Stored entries
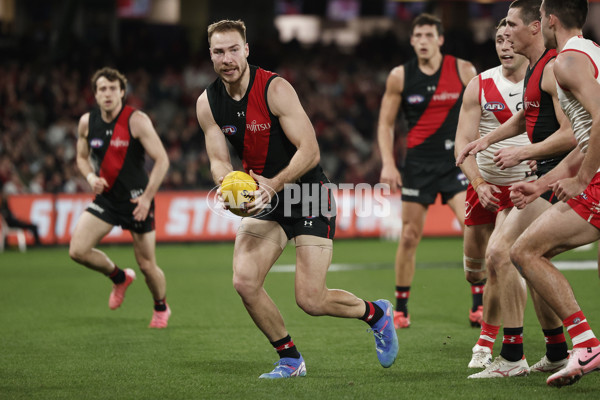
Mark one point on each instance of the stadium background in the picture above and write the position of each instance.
(336, 53)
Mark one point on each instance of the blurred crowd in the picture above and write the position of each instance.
(341, 90)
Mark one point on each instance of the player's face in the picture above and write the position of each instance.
(109, 94)
(507, 56)
(517, 32)
(426, 41)
(547, 32)
(229, 53)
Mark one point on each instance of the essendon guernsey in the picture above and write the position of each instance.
(431, 104)
(251, 128)
(540, 117)
(118, 156)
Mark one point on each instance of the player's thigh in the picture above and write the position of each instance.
(313, 257)
(258, 244)
(476, 238)
(88, 232)
(557, 230)
(144, 247)
(457, 204)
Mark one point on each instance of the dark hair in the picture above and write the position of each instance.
(501, 24)
(227, 25)
(111, 74)
(571, 13)
(427, 19)
(530, 10)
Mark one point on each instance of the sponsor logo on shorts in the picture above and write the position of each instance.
(96, 207)
(229, 130)
(415, 99)
(96, 143)
(410, 192)
(494, 106)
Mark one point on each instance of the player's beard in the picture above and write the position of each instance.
(242, 69)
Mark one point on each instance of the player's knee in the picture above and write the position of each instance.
(309, 305)
(518, 255)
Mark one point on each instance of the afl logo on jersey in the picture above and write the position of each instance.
(494, 106)
(415, 99)
(229, 130)
(96, 143)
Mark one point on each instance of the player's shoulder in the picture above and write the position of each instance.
(84, 124)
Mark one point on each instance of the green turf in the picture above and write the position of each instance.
(59, 340)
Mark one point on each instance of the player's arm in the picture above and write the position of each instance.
(560, 142)
(390, 105)
(513, 127)
(468, 131)
(285, 104)
(216, 146)
(83, 156)
(466, 71)
(143, 130)
(586, 89)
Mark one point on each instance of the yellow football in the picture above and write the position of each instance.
(236, 190)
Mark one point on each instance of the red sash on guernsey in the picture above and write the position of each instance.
(117, 149)
(434, 116)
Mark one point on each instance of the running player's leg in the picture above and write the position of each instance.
(556, 345)
(258, 244)
(313, 257)
(413, 221)
(475, 239)
(559, 229)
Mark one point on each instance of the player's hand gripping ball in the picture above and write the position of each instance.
(236, 190)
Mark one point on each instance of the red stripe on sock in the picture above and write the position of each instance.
(285, 346)
(512, 339)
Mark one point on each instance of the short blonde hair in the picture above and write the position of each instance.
(112, 75)
(227, 25)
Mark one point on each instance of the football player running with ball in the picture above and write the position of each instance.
(260, 114)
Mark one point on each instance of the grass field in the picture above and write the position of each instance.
(59, 340)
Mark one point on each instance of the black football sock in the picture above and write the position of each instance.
(286, 348)
(373, 313)
(160, 305)
(512, 344)
(117, 276)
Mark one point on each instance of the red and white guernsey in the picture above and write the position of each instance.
(499, 99)
(581, 120)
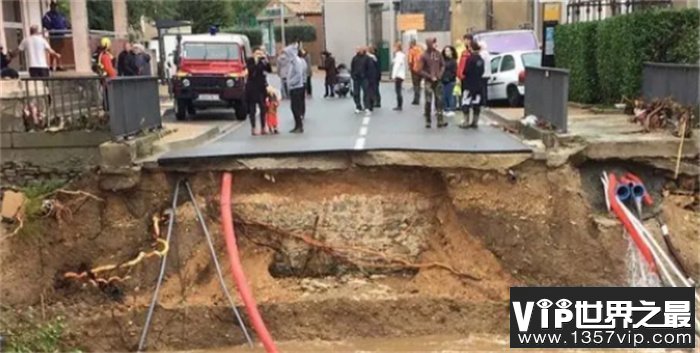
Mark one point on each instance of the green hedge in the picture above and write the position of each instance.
(606, 57)
(575, 50)
(296, 33)
(254, 34)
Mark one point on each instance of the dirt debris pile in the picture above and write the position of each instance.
(363, 252)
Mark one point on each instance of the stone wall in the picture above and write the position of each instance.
(24, 173)
(28, 157)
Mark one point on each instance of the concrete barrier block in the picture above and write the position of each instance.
(117, 154)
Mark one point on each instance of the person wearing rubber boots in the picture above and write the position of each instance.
(473, 87)
(432, 69)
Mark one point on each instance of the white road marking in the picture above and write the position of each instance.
(360, 142)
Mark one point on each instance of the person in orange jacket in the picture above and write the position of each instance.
(272, 102)
(415, 52)
(468, 38)
(105, 59)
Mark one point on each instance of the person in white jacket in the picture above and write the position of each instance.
(484, 53)
(398, 74)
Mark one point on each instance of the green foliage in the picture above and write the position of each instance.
(246, 11)
(38, 337)
(575, 50)
(296, 33)
(253, 34)
(621, 45)
(100, 15)
(150, 9)
(204, 14)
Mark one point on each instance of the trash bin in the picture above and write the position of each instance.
(385, 56)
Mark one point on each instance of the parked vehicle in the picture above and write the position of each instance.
(509, 41)
(211, 72)
(507, 80)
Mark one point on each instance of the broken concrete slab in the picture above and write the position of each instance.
(478, 161)
(12, 204)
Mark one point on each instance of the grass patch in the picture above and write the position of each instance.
(32, 337)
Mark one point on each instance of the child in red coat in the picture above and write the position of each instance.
(272, 102)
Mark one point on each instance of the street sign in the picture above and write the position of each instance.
(552, 12)
(409, 21)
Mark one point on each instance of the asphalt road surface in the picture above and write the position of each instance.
(332, 125)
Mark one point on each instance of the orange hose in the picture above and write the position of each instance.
(636, 237)
(236, 267)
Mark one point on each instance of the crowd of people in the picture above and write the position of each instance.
(451, 79)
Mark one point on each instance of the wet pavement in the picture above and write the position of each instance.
(332, 125)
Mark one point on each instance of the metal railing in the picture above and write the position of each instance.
(547, 95)
(134, 105)
(676, 81)
(64, 103)
(594, 10)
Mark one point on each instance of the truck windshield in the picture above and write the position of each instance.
(504, 42)
(211, 51)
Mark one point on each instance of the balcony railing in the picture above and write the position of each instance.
(62, 42)
(594, 10)
(64, 103)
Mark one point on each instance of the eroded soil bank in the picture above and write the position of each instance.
(330, 255)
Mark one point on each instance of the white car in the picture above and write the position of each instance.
(507, 81)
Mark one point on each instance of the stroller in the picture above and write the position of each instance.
(343, 81)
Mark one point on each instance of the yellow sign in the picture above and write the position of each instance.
(552, 12)
(410, 21)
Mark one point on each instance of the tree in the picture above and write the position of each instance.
(204, 14)
(149, 9)
(245, 11)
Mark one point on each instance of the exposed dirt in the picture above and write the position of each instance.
(382, 231)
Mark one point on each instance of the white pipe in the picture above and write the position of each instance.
(657, 248)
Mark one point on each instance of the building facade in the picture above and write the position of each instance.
(16, 16)
(297, 12)
(479, 15)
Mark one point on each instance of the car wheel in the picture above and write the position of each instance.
(515, 99)
(180, 109)
(241, 111)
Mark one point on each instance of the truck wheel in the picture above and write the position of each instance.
(180, 109)
(241, 110)
(514, 97)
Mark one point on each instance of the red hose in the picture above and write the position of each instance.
(237, 269)
(636, 237)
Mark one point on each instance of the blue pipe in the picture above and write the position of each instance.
(623, 192)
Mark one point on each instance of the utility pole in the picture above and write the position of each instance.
(284, 40)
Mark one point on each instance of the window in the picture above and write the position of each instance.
(508, 63)
(495, 62)
(211, 51)
(12, 10)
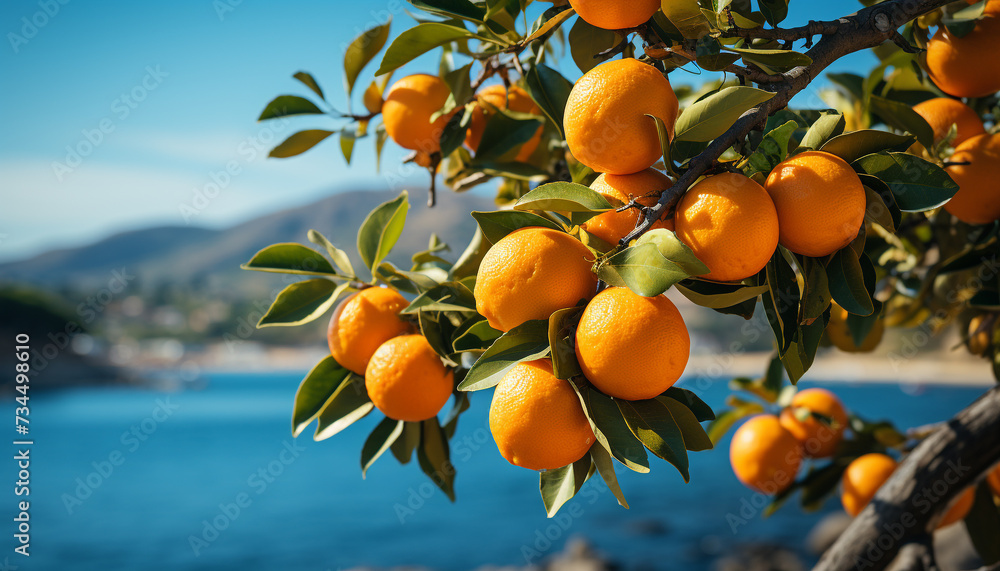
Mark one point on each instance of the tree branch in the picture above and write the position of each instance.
(865, 29)
(907, 507)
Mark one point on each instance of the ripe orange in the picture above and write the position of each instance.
(966, 66)
(537, 420)
(408, 108)
(645, 185)
(730, 223)
(605, 121)
(862, 479)
(959, 508)
(406, 380)
(819, 440)
(943, 112)
(765, 456)
(820, 202)
(497, 97)
(839, 333)
(632, 347)
(615, 15)
(531, 273)
(976, 201)
(361, 323)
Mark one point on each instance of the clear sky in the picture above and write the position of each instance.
(159, 98)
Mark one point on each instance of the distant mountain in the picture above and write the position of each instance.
(186, 254)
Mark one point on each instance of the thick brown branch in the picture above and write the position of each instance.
(865, 29)
(907, 507)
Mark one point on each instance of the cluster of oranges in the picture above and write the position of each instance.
(405, 378)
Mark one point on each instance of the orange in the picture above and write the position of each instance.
(943, 112)
(408, 108)
(361, 323)
(531, 273)
(537, 420)
(406, 379)
(631, 347)
(645, 185)
(862, 479)
(839, 333)
(605, 121)
(966, 66)
(765, 456)
(959, 508)
(819, 439)
(730, 224)
(615, 15)
(820, 202)
(497, 97)
(977, 201)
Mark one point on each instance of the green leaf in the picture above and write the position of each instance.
(417, 41)
(348, 404)
(564, 197)
(848, 284)
(315, 391)
(613, 432)
(496, 225)
(290, 258)
(302, 302)
(526, 342)
(433, 457)
(642, 269)
(361, 51)
(829, 125)
(652, 424)
(288, 105)
(299, 143)
(550, 90)
(384, 435)
(856, 144)
(916, 184)
(381, 229)
(713, 115)
(309, 81)
(901, 116)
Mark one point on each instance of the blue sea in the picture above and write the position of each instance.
(136, 479)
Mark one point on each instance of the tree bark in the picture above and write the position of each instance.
(906, 509)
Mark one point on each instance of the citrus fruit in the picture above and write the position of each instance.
(361, 323)
(730, 224)
(839, 333)
(966, 66)
(819, 439)
(765, 456)
(615, 15)
(537, 420)
(645, 186)
(976, 201)
(408, 108)
(820, 202)
(605, 120)
(631, 347)
(943, 112)
(529, 274)
(862, 479)
(497, 97)
(406, 379)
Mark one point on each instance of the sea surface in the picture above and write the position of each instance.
(211, 478)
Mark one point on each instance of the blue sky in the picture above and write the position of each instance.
(159, 98)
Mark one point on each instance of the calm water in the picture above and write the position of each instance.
(313, 511)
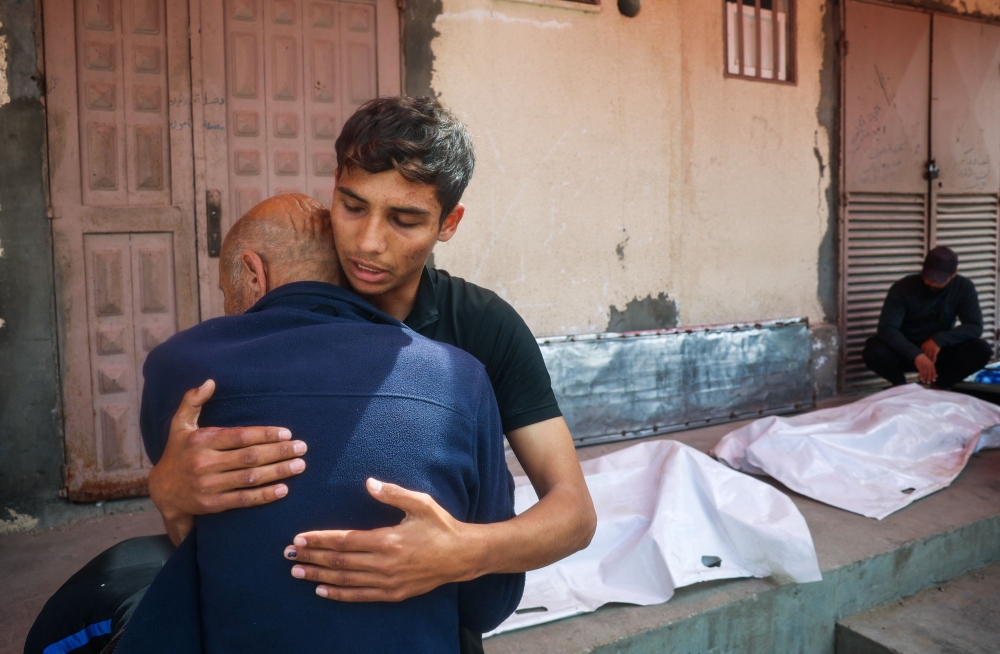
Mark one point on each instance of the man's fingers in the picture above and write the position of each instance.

[Activity]: With pictures omitted, restate word for word every line above from the one containing "Mark one point on each instance of the blue sky" to the end of the entries.

[Answer]:
Mark one point on each instance of the blue sky in the picture above and write the position of each instance.
(159, 98)
Mark one point on each instance of the calm water in the picture above and write the position of each instance.
(313, 511)
Mark one point on each instance of the man's fingers in the picture above and write the position of each instance.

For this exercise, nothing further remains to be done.